→ Do this
Identify each line in the records below that contains the string "photo", and copy those lines out in full. Matching is case-sensitive.

[Stored items]
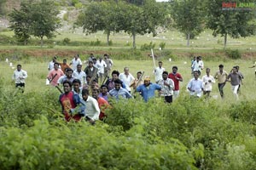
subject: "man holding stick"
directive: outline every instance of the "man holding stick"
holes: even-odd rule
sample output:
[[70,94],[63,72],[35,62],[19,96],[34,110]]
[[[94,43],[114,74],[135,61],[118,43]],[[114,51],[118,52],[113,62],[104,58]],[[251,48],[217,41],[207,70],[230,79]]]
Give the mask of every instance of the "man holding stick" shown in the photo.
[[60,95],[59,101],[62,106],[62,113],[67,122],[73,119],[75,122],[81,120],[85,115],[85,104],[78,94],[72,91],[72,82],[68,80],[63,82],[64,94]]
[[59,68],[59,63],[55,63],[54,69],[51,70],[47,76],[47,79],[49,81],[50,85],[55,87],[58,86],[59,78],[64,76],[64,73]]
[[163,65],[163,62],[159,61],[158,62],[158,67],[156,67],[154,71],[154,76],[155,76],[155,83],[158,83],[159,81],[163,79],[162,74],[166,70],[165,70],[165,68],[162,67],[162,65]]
* * *
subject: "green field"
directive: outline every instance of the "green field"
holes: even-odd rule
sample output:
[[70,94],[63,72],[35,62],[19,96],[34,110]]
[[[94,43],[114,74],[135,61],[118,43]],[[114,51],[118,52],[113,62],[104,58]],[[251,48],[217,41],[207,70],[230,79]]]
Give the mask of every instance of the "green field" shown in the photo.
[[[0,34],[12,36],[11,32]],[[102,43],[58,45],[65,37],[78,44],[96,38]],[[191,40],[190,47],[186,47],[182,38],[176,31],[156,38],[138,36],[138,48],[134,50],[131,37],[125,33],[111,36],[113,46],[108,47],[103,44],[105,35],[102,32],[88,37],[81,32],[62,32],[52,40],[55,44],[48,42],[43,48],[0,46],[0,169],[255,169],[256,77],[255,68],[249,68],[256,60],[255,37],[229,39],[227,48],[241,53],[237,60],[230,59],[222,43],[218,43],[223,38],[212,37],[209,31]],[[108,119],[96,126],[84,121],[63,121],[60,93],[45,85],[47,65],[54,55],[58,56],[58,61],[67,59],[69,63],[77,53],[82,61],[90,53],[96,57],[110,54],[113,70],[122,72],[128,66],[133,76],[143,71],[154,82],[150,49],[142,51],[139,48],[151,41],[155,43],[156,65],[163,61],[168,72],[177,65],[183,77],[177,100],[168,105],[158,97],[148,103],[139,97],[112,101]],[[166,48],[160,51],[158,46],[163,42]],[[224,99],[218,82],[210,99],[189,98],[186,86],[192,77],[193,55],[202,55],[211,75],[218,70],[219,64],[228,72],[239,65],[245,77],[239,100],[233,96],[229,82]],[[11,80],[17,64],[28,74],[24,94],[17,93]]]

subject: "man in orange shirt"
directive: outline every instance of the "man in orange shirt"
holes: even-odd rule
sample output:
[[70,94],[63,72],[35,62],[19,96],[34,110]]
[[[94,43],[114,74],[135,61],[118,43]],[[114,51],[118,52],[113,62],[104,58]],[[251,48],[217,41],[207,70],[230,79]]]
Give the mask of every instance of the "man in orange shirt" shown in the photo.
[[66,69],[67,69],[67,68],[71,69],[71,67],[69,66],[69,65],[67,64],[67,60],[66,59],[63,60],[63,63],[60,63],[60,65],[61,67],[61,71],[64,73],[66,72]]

→ Correct output
Give the mask of every instance of the "man holding stick" shown in the photo.
Give the mask of every instance of the "green field" shown in the photo.
Give the mask of every instance of the "man in orange shirt" shown in the photo.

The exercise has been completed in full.